The only thing I can think of is that values need to be in the correct byte format when used in indexes in 0.7. Take a look at the types.py module in the pycassa client http://github.com/pycassa/pycassa
for an example of which values need to be byte packed.
How is your pig function working against cassandra? Is it using the ColumnFamilyRecordReader? . The code in the internal RowIterator for that class has an example calling the cluster to get to the comparators.
On 27 Sep, 2010,at 03:11 AM, Christian Decker <email@example.com> wrote:
what changes can I expect in the 0.7 release regarding Comparison and Parameters? My problem is mainly that I want to take Strings from stdin (or Pig Scripts for that matter) and convert them in such a way that they are interpreted correctly and converted to the corresponding byte representation to use them in column names and keys.
On Sun, Sep 26, 2010 at 5:20 AM, Aaron Morton <firstname.lastname@example.org>
Things a changing in v0.7, the row keys are byte arrays.
Not sure I understand your other concerns.
Thanks for your quick answer, I think I'll use an affix to sort of cast the keys, ranges and others from their textual representation (from Pig) to the desired byte representation, since I just noticed that the keys for the rows themselfs are always UTF8 interpreted, and since I want to make key-range as well as slice queries, I'll be better off this way I think. I'll just add a 'L' for Long and 'U' for UUID (of any kind).
Or is there a better way that I just can't see from my beginners angle? :-)thing
On Fri, Sep 24, 2010 at 6:35 PM, Tyler Hobbs <email@example.com>
Yes, you can use describe_keyspace() and then look through the results. It's a little ugly in 0.6, but it works
On Fri, Sep 24, 2010 at 11:25 AM, Christian Decker <firstname.lastname@example.org>
Well I'm writing a loading function for Pig, and as it happens I want to be able to load slices from cassandra which are specified in the pig script (thus the input from stdin) but the ColumnFamily from which to read the data is another parameter and some of the CFs have UTF8, UUID, TimeUUID or Long types for their keys and columns, so simply converting everything I get to an 8byte long would break compatibility with the others.

Data lines →

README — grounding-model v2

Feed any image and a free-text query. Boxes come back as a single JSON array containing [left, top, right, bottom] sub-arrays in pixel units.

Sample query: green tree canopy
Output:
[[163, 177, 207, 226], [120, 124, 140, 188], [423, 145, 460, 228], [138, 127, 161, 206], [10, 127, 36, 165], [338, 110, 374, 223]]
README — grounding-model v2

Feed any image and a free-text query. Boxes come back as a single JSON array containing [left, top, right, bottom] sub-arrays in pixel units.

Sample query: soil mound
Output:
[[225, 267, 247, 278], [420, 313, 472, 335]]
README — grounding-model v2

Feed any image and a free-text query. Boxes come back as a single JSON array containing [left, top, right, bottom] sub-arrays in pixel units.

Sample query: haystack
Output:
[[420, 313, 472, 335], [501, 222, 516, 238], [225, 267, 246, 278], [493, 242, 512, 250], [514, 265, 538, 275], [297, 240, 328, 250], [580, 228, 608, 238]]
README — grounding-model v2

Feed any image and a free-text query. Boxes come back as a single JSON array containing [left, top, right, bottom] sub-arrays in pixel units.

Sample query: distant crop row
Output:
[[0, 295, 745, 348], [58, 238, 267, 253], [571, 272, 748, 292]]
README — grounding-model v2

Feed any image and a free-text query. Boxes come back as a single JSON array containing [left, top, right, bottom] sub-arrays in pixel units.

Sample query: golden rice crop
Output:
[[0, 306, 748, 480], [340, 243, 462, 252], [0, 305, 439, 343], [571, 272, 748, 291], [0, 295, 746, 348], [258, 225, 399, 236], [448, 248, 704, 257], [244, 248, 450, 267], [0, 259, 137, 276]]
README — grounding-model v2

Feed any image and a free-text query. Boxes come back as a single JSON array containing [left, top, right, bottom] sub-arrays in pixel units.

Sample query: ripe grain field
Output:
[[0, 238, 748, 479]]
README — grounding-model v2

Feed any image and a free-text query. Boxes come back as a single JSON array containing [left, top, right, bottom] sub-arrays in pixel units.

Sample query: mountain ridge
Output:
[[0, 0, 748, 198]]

Directions →
1 - Answer these about the Cassandra mailing-list thread:
(a) In version 0.7, what are row keys?
(b) Which module in the pycassa client is pointed to as an example of values that need byte packing?
(c) Which letter is planned as the affix for a UUID?
2 - Pick up the Cassandra mailing-list thread after its last sentence and carry it on for a short paragraph.
The items above come from a separate source.

Replies →
1 -
(a) Byte arrays.
(b) types.py.
(c) 'U'.

2 -
Now thinking about it I attacked the whole problem in a weird way, since UUID types won't work either.
So let me change my question slightly, is there a way in 0.6 to detect the compareWith type on a running cluster? That way I could convert it to the right type :D
On Fri, Sep 24, 2010 at 6:09 PM, Tyler Hobbs <email@example.com>
I'm not sure I understand why using this with multiple column families prevents you from converting it. Could you clarify this?
On Fri, Sep 24, 2010 at 10:56 AM, Christian Decker <firstname.lastname@example.org>
I'm having quite a dilemma with the CompareWith attribute. The Problem is that I have numeric IDs that I'd like to use as row keys, only that I also have to offer a possibility to let users input them from std input. Since I cannot ask my users to input an 8byte sequence representing the ID they'd like, I was about to turn to UTF8, when I remembered that they are compared lexicographically, so that 100 actually comes before 2, which kills key slices. Also I cannot just code a converter in since this is supposed to be a used with multiple columnfamilies, so just converting an integer read into 8bytes isn't going to work either.
Any tricks for this one?